**GIVEN PROBLEM**
Put the rows below into a numbered list, leaving out blank lines and any pictures.

-- start TASK MATERIAL --

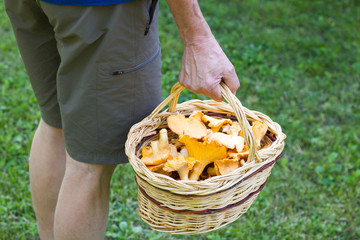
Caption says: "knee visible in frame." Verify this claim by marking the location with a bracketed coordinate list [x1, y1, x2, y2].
[65, 155, 116, 185]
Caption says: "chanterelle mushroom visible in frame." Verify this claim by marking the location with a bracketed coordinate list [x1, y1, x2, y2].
[223, 122, 241, 136]
[201, 115, 232, 132]
[179, 135, 227, 181]
[214, 159, 240, 175]
[163, 155, 197, 180]
[141, 129, 171, 165]
[251, 121, 268, 150]
[167, 114, 206, 139]
[205, 132, 244, 152]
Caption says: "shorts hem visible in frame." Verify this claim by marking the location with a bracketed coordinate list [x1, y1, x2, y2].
[41, 114, 62, 129]
[67, 144, 128, 165]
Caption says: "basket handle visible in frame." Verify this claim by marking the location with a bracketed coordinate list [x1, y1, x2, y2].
[149, 82, 260, 161]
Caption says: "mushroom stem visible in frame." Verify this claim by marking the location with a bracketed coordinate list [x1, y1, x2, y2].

-- end TASK MATERIAL --

**ANSWER TO THIS EXERCISE**
1. Caption says: "knee visible in frame." Verify this claim by marking the location with a bracketed coordinate list [x1, y1, x2, y2].
2. [65, 155, 116, 185]
3. Caption says: "chanterelle mushroom visible in frame." Verify this claim by marking the location with a bracketed coordinate list [x1, y1, x2, y2].
4. [223, 122, 241, 136]
5. [201, 115, 232, 132]
6. [179, 135, 227, 181]
7. [214, 159, 240, 175]
8. [163, 155, 197, 180]
9. [141, 129, 171, 165]
10. [251, 121, 268, 150]
11. [167, 114, 206, 139]
12. [205, 132, 244, 152]
13. Caption says: "shorts hem visible in frame." Verify this claim by marking the location with a bracketed coordinate list [x1, y1, x2, y2].
14. [41, 114, 62, 129]
15. [67, 144, 128, 165]
16. Caption says: "basket handle visible in frame." Verify this claim by marking the location with a bracketed coordinate list [x1, y1, x2, y2].
17. [149, 82, 260, 161]
18. Caption says: "mushroom stem visible in frame." Verify this claim by marking the location with a bracketed coordinate list [x1, y1, x2, y2].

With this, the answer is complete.